- Objectives:
a) In the court opinion about the prison disciplinary appeal, which charge did the hearing officer dismiss?
b) Pick up the court opinion about the prison disciplinary appeal at its last sentence and continue writing it.
--- START OF Passage ---
On appeal from the New Jersey Department of Corrections.

Per curiam.


Submitted February 6, 2012

Before Judges Alvarez and Hoffman.

Richard Pulcino, a State Prison inmate, appeals from the February 15, 2011 final disciplinary decision of the Department of Corrections (DOC). For the reasons that follow, we affirm.

On June 12, 2008, Pulcino completed repair work on the radio of another inmate while working in the electronic repair shop at Trenton State Prison. According to a report of Corrections Officer Flowers, who was present in the shop during the repair, Pulcino's work on the radio lasted "longer than usual." Following the repair, the radio was inspected and found to have been altered to accommodate an appliance charger that could charge a cell phone. The shop teacher examined the radio and determined that either Pulcino completed the illegal alteration, or he observed it and failed to report it.

An investigation of the incident was conducted by Corrections Officer Moran on June 17, 2008, and Pulcino was charged with two "asterisk offenses": *.009, misuse or possession of electronic equipment; and *.704, perpetrating frauds. N.J.A.C. 10A:4-4.1. Pulcino was placed in pre-hearing detention. The next day, he was served written notice of the charges.

A hearing was held on June 20, 2008 before Hearing Officer Maniscalco. Because Pulcino was charged with asterisk offenses, Pulcino was entitled to, and did in fact utilize, a counsel substitute. N.J.A.C. 10A:4-9.12(a). The hearing officer reviewed the evidence, and amended the *.704 charge to a non-asterisk charge of .452, using any equipment which is not specifically authorized. He also dismissed the *.009 charge. Pulcino waived his right to twenty-four hour notice of the amended charge and pled guilty to the downgraded charge.
--- END OF Passage ---
--- START OF Information shown ---
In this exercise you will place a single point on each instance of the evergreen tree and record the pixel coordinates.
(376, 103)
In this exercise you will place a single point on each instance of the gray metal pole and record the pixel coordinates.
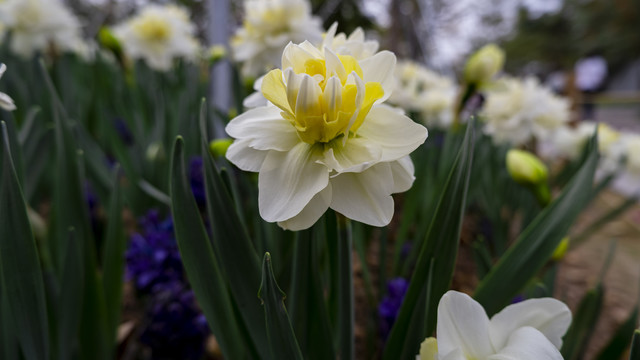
--- END OF Information shown ---
- Results for each task:
a) He dismissed the *.009 charge, misuse or possession of electronic equipment.

b)
The hearing officer accepted the plea, found Pulcino guilty, and imposed the following sanctions: ten days' detention, with credit for time served; ninety days' administrative segregation, sixty days of which was suspended; and ninety days' loss of commutation credit, sixty days of which was suspended.

Pulcino claims to have filed an administrative appeal within twenty-four hours of the hearing. However, DOC had no record of an administrative appeal from Pulcino or a final agency determination regarding this charge. On January 22, 2009, Pulcino filed a notice of appeal with this court. On June 11, 2009, the appeal was remanded so that DOC could render a final decision. We did not retain jurisdiction. Pulcino then filed an administrative appeal on December 29, 2010. On February 15, 2011, Associate Administrator Holmes upheld the decision of the hearing officer. On March 1, 2011, Pulcino filed this appeal.

On appeal, Pulcino first claims that his conviction of a .452 violation, using any equipment which is not specifically authorized, should be vacated based upon the absence of substantial, credible evidence to support the conviction. This claim is without merit. To the contrary, the record fully supports the decision of the hearing officer. The evidence indicates that a radio which Pulcino had just repaired was inspected and found to have been improperly altered to allow it to accommodate a cell phone charger. Pulcino signed a repair slip indicating that appropriate repairs were made to the radio. Compelling evidence exists that Pulcino either altered the radio, or worked on it in its altered state without reporting the alteration.

Pulcino also claims his counsel substitute was ineffective because he advised Pulcino to plead to the amended charge rather than risk the significantly greater penalties accompanying one of the original asterisk charges. The record does not support this claim.

Finally, Pulcino claims a denial of due process based on the fact that DOC's Special Incident Report incorrectly listed the "date of incident" as "6/17/08." The record clearly establishes June 12, 2008, as the date of the offense. June 17, 2008, is the date the investigation was completed, and the date Pulcino was charged and placed in detention. Such a clerical error was inconsequential and did not deny Pulcino any procedural or substantive right.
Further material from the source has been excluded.